_Yapılacaklar:_
**a)** Okuma parçasında "Bozkurta duyulan saygı" ile başlayıp "dikkat çekici örnektir." ifadesine kadar süren bölümü birebir alıntılar mısınız?
**b)** Okuma parçasına göre Türkler bozkurdu neden ata sayıp ona saygı duymuştur? Bir iki cümleyle açıklayın.

Atalar kültünde ölen her atanın ruhu dolayısıyla mezarı kült konusu sayılmamakta, yalnızca saygıdeğer olanlar bu kültün konusu olmaktadır.

Genellikle geleneksel Türk din anlayışında ruhlar zoomorf (hayvan biçimli) tasavvur edilmiştir.

Bozkurta duyulan saygı ve bütün Türk hükümdarlarının kendilerini Aşine-Asena soyuna bağlamak istemeleri ata ruhlarının zoomorfik tasavvuru ile ilgisini gösteren en dikkat çekici örnektir.

Göktürkler, kurt menşe efsanesine bağlı olarak, büyük dinî törenlerini, demircilikle uğraştıkları Altay dağlarının bir vadisinde beylerin katılımıyla yaparlardı. Çin kaynaklarında

“ecdat mağarası” olarak belirtilen bu yer Türkler arasında Ergenekon adıyla bilinegelmiştir.

Menşe efsanesine göre Göktürk soyunun bekasını bir bozkurt sağlamış ve bu sebeple Türkler onu ata sayarak ona saygı duymuştur.

Kozmoloji ve Dünyanın Sonu:

Türklerin üniversalist kozmoloji anlayışına göre kâinat iki ana bölgeden oluşmuştur. Göktürk yazıtlarında bu ikili evren tasavvuru “Yukarıda mavi gök, aşağıda yağız yer” şeklinde belirtilmiştir. Bu anlayış Türk kültür tarihinde sembolik yansımasını yurt veya otağ adı verilen Türk çadırında bulmuştur. Bu çadır, üniversalist kozmoloji anlayışına uygun olarak kâinatın bir modeli ve bir tür mikrokozmostur.

Türk kozmolojisi, dünyanın merkezi ekseninin göğe ve yer altına ruhların inip çıkmalarına izin verecek bir delik niteliğinde tasavvur edilmektedir. Türk çadırındaki direk ve tepedeki duman çıkan delikle bu merkezi eksen ve delik temsil edilmektedir. Türkler dünyanın sonu veya diğer bir ifadeyle kıyamet konusuna daha az ilgi göstermiştir.

İbadet:

Türklerde törenler ilkbahar ve güz dönemlerinde düzenlendiğinden mevsim değişikliklerine göre gerçekleştirilmiştir. Türk çadırının Türklerde ibadet mekânı olarak kullanılması yanında Çin kaynakları Göktürklerde “Fu-yun-se” adı verilen ibadethanelerin bulunduğundan söz etmektedir.

_Nesne konumu işaretleme verileri:_
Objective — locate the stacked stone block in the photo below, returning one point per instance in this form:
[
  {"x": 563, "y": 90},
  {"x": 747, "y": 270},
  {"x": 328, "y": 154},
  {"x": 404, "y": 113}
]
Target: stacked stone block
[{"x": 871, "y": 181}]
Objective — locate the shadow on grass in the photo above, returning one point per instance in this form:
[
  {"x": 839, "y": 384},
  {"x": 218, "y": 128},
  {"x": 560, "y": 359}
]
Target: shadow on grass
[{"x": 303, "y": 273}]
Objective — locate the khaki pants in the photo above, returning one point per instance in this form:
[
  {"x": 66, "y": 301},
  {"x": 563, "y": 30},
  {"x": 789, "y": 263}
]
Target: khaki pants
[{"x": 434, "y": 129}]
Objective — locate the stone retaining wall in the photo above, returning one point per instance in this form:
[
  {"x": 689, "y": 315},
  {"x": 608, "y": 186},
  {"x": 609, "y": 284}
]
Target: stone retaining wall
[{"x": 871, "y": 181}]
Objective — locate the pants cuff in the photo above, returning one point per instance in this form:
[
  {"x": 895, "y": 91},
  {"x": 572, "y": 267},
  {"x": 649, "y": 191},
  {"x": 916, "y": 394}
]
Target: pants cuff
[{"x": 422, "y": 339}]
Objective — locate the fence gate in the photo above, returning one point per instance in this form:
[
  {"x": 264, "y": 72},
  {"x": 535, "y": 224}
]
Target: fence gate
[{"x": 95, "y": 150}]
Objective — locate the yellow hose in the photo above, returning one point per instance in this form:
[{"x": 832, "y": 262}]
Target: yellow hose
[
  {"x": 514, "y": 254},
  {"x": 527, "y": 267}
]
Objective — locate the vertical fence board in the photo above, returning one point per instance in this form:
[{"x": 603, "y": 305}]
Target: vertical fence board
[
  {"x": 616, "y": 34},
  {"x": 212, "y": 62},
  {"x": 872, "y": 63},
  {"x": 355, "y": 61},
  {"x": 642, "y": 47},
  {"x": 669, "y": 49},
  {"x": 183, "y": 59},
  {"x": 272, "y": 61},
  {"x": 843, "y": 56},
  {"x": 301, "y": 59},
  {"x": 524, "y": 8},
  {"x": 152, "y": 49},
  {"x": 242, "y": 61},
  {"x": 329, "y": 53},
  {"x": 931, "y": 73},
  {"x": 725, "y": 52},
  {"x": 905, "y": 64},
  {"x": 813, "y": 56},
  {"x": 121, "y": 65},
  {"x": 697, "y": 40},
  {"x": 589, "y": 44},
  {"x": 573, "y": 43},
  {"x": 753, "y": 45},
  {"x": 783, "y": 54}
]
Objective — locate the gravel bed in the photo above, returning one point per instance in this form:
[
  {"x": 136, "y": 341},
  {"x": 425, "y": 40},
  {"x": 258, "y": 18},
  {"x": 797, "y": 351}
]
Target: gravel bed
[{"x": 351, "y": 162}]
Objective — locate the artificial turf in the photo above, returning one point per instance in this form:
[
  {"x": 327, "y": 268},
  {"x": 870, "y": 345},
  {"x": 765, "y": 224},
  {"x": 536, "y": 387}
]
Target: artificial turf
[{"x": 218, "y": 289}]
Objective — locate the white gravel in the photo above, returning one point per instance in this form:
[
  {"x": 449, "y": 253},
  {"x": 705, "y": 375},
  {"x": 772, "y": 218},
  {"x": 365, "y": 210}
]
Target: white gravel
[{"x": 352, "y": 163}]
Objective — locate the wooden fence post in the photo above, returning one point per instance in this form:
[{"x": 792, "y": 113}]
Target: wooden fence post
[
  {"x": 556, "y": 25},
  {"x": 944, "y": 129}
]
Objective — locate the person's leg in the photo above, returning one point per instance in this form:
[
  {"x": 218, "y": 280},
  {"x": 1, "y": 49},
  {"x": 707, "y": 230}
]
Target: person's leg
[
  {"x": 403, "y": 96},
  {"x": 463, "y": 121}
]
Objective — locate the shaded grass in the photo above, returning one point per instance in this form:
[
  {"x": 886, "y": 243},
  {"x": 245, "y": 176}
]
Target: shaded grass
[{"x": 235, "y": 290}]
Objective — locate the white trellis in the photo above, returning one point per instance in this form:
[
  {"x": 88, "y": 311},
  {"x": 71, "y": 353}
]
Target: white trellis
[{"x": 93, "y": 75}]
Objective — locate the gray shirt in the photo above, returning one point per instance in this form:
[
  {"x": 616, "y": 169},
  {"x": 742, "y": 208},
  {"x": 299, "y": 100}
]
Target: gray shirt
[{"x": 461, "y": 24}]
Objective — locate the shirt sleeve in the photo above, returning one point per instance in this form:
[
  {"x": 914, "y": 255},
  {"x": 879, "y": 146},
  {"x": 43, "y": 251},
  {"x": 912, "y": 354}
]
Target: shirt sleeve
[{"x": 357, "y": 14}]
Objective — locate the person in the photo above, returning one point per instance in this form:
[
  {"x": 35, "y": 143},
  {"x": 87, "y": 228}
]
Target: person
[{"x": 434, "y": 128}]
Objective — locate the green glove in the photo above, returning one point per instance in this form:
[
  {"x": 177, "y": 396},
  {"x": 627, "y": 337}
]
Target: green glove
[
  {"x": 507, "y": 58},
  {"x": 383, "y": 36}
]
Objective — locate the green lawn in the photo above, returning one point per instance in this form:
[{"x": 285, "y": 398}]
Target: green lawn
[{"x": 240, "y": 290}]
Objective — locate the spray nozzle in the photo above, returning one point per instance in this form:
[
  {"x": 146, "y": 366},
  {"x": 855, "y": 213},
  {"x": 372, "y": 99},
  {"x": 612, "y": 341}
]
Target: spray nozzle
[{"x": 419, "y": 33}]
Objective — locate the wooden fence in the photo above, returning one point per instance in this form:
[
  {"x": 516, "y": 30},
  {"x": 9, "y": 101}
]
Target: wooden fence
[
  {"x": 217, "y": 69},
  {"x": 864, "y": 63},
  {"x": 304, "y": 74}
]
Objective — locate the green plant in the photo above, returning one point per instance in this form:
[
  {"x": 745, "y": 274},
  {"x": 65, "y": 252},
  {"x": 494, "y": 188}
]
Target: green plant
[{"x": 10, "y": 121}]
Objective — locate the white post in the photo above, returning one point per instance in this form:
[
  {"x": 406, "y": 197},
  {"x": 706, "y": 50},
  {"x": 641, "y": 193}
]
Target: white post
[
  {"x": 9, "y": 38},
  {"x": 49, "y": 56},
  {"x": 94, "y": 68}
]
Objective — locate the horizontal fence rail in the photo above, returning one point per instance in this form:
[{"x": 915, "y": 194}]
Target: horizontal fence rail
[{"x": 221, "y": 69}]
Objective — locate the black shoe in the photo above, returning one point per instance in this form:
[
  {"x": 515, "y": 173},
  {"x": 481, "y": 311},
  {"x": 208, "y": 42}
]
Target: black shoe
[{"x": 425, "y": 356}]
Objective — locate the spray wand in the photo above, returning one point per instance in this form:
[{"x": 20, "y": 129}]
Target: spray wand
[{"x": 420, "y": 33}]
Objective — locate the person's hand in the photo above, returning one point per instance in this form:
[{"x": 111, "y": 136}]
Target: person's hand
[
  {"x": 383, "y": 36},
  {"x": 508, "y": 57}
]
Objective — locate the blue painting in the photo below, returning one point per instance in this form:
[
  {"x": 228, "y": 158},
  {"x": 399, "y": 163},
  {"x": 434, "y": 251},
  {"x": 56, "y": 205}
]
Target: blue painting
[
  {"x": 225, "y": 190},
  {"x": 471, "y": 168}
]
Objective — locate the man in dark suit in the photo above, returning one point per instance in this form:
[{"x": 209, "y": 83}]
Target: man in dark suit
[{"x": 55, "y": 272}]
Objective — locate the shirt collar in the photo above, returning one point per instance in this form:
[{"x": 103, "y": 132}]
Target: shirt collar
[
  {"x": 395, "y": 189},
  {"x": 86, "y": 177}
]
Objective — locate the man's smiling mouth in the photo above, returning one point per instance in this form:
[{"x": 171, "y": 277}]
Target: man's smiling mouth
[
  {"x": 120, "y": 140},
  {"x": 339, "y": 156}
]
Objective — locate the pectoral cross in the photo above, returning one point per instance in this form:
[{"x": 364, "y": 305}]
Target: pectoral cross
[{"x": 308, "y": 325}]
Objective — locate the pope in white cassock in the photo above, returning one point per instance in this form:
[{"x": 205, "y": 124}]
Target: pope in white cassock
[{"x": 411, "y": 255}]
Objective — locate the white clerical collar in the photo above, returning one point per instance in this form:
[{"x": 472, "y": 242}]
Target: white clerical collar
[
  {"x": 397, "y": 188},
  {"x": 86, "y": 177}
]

_Görev Yanıtları:_
**a)**
Bozkurta duyulan saygı ve bütün Türk hükümdarlarının kendilerini Aşine-Asena soyuna bağlamak istemeleri ata ruhlarının zoomorfik tasavvuru ile ilgisini gösteren en dikkat çekici örnektir.

**b)** Menşe efsanesine göre Göktürk soyunun bekasını bir bozkurt sağlamıştır. Bu sebeple Türkler onu ata saymış ve ona saygı duymuştur.